[Point-per-instance localization data]

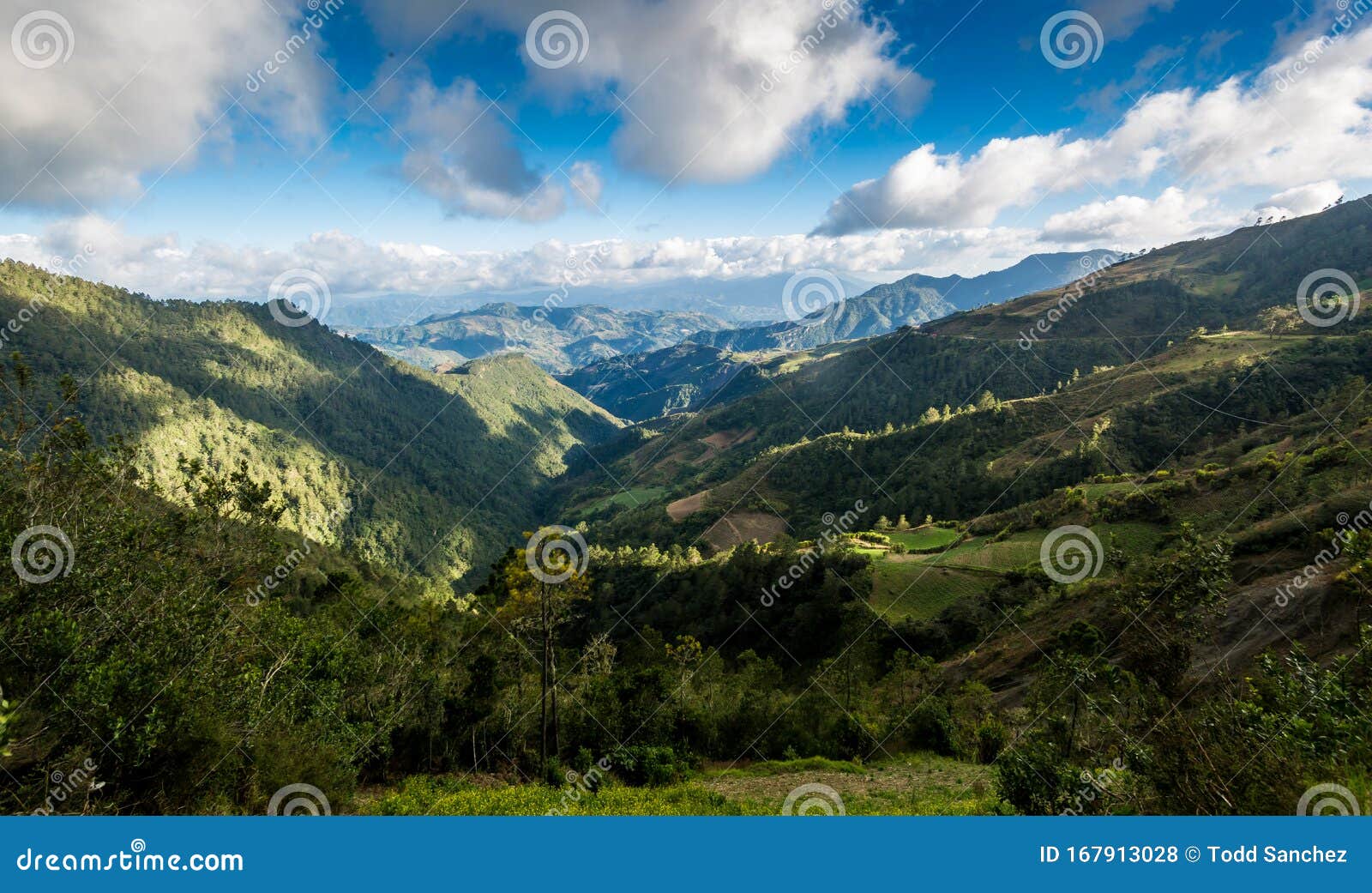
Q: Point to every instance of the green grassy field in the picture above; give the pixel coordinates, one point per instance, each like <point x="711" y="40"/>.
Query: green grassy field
<point x="921" y="586"/>
<point x="914" y="588"/>
<point x="924" y="537"/>
<point x="630" y="498"/>
<point x="905" y="785"/>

**REQUIRED ACTION**
A faithful, complete copy of the records above is required, one that contains no pictures.

**ANSWER SPACE**
Q: Point to every instance of the green grassy field in the picture above; give the pixel coordinates, one point per instance, each like <point x="711" y="40"/>.
Query: green grassy field
<point x="921" y="586"/>
<point x="914" y="588"/>
<point x="924" y="537"/>
<point x="630" y="498"/>
<point x="905" y="785"/>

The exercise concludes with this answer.